**Given data:**
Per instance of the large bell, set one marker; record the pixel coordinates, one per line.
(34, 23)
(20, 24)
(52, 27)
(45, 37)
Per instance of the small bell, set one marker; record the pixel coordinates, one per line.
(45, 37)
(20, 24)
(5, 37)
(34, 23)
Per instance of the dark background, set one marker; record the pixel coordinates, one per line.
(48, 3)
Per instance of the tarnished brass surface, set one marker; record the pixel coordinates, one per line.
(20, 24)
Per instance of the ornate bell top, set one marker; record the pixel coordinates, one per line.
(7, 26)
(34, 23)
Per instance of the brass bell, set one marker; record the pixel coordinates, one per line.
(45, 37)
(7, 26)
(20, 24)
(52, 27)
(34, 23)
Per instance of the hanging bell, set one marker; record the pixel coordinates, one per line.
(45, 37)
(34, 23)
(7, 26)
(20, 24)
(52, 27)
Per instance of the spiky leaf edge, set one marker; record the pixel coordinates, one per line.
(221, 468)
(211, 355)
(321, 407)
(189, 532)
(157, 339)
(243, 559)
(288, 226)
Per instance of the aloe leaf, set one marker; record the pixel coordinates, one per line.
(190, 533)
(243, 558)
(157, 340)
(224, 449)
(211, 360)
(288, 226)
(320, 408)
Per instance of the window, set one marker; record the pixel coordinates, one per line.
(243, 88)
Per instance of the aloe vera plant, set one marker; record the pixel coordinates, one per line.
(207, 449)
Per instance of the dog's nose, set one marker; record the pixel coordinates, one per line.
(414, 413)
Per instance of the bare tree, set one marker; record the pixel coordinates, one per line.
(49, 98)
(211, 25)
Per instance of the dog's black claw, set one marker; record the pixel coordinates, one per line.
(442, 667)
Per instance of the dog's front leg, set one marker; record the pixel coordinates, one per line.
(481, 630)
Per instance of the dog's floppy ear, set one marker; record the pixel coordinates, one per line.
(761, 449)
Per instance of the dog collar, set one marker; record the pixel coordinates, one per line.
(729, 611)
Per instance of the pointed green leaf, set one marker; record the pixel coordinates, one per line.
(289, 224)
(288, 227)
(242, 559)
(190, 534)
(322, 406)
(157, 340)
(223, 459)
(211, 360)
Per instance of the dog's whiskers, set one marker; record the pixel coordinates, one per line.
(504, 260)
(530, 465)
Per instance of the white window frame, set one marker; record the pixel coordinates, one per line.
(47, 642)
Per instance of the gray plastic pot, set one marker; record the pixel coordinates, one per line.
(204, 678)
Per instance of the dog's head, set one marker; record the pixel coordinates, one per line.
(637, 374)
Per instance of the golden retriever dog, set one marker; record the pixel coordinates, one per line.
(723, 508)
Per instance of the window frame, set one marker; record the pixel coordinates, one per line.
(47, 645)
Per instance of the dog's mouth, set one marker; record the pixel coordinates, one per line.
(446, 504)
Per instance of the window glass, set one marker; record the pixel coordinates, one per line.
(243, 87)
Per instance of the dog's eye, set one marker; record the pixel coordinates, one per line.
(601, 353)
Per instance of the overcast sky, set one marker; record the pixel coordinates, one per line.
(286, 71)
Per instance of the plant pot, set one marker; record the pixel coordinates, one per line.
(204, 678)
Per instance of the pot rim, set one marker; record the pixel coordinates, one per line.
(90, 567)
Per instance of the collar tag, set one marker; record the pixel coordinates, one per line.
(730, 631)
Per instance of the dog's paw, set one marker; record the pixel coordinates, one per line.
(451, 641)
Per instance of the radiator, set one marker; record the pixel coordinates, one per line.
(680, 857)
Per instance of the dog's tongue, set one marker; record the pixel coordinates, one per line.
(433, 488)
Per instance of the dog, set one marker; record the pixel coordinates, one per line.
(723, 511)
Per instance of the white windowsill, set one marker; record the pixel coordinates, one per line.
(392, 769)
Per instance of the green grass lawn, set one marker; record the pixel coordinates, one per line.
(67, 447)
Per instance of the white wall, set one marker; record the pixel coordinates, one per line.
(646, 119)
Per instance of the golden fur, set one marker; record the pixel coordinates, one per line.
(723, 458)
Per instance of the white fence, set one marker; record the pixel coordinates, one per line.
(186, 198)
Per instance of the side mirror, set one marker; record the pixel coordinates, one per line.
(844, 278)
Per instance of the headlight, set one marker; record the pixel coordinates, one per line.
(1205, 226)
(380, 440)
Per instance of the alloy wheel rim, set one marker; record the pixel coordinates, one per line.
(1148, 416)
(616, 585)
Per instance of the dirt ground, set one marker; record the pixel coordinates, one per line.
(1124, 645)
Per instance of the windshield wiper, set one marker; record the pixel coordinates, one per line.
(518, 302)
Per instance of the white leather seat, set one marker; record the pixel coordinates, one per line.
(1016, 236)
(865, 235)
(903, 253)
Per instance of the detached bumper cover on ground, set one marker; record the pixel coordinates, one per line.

**What you are asked to do:** Your answer must be an exact transcription of all the data above.

**Solution to the problem:**
Per instance of the large bell, set one marker; record the pixel coordinates, one per line.
(34, 23)
(20, 24)
(52, 27)
(45, 37)
Per instance of the small bell, set one marker; record the pixel coordinates, one per line.
(45, 37)
(20, 24)
(5, 37)
(34, 23)
Per instance of the dark background, set one marker; record the pixel coordinates, one per line.
(48, 3)
Per instance of the tarnished brass surface, set one marker; record the pixel coordinates, one per line.
(20, 24)
Per instance of the ornate bell top, set one marker; record the pixel coordinates, one per line.
(7, 26)
(34, 23)
Per instance of the brass bell, set one marker; record the pixel coordinates, one per line.
(45, 37)
(7, 26)
(20, 24)
(52, 27)
(34, 23)
Per instance of the hanging bell, set one marker; record the pixel coordinates, one per line.
(45, 37)
(34, 23)
(7, 26)
(20, 24)
(52, 27)
Per instance of the spiky leaf edge, set one marker; record the pixel coordinates, one per line.
(221, 468)
(211, 355)
(321, 407)
(189, 532)
(157, 339)
(243, 559)
(288, 226)
Per instance of the aloe leaf, set one marker; record the pixel coordinates, one per line.
(190, 533)
(243, 558)
(157, 340)
(224, 449)
(211, 360)
(288, 226)
(320, 408)
Per instance of the window, set one marker; record the pixel coordinates, one per line.
(243, 88)
Per instance of the aloe vera plant, set one marker; record the pixel coordinates, one per line.
(207, 449)
Per instance of the dog's nose, set one marker; record the pixel coordinates, one per line.
(414, 413)
Per instance of the bare tree, set one marker; record the pixel coordinates, one per line.
(49, 98)
(211, 25)
Per instance of the dog's black claw, set one marker; record the pixel coordinates, one per line.
(442, 667)
Per instance of the dog's front leg, set one marker; record the pixel coordinates, one per line.
(481, 630)
Per instance of the dog's floppy ear, set one marker; record the pixel coordinates, one per line.
(761, 449)
Per instance of the dog collar, set one marker; record the pixel coordinates, one per line.
(729, 611)
Per instance of the pointed green leaf, set one marker; record the pixel coordinates, one per line.
(289, 224)
(288, 227)
(242, 559)
(190, 534)
(322, 406)
(157, 340)
(223, 459)
(211, 360)
Per instance of the dog's whiskers, set one marker; record the pixel coordinates, one per line.
(504, 260)
(530, 465)
Per instance of the white window frame, set one marker; record the pixel coordinates, one per line.
(47, 642)
Per instance of the gray plastic pot, set one marker; record the pixel coordinates, one per line.
(204, 678)
Per instance of the dog's head, set one marker; record the pixel coordinates, one per line.
(637, 374)
Per instance of the golden retriever dog, set one marker; record the pixel coordinates, one per line.
(723, 508)
Per instance of the window frame, set one marker; record the pixel coordinates, one per line.
(47, 645)
Per instance of the dog's mouth, set one marker; record the pixel coordinates, one per line.
(446, 504)
Per instance of the window glass, set one marker; record the pixel coordinates, one per line.
(243, 87)
Per instance of the dog's eye, set one marker; record the pixel coordinates, one per line.
(601, 353)
Per instance of the overcast sky, set one marker; record the pixel coordinates, one per line.
(286, 71)
Per instance of the plant pot, set one marker; record the pixel coordinates, one per line.
(204, 678)
Per instance of the pot rim, set one marker; record the pixel coordinates, one per line.
(90, 567)
Per instance of the collar tag, set one marker; record the pixel coordinates, one per line.
(730, 631)
Per instance of the dog's paw, set one marker; record the pixel coordinates, one per line.
(451, 641)
Per instance of the radiator, set one marker; record the pixel coordinates, one per line.
(680, 857)
Per instance of the dog's tongue, set one marker; record the pixel coordinates, one per line.
(433, 488)
Per instance of the dog, set one marker; record the pixel coordinates, one per line.
(723, 511)
Per instance of the white windowsill, set one marker; record the pixel coordinates, one per line.
(392, 769)
Per instance of the green grass lawn, set one marker; record the pixel coordinates, one per line.
(67, 447)
Per instance of the white wall, set one marker; record the pixel coordinates, one per line.
(646, 119)
Per instance of the golden fur, set one marker; record the pixel coordinates, one per line.
(723, 458)
Per instance of the white fence, set one marker; record the pixel coordinates, one per line.
(186, 198)
Per instance of the side mirror, set one marker; record the pixel coordinates, one per line.
(844, 278)
Per instance of the headlight, set one marker; record the pixel coordinates, one per line.
(1205, 226)
(380, 440)
Per instance of the alloy wheel rim, set one marker; record the pixel coordinates, one per line.
(1148, 416)
(616, 585)
Per instance of the dirt ground, set one marker; record the pixel coordinates, one per line.
(1124, 645)
Per instance of the windshield wiper, set one marker; record the pixel coordinates, one per line.
(518, 302)
Per instance of the white leather seat, set one marker; record the pixel coordinates, one per line.
(1016, 236)
(865, 235)
(903, 253)
Per instance of the detached bumper cover on ground, set one marker; record the pixel coordinates, one per line.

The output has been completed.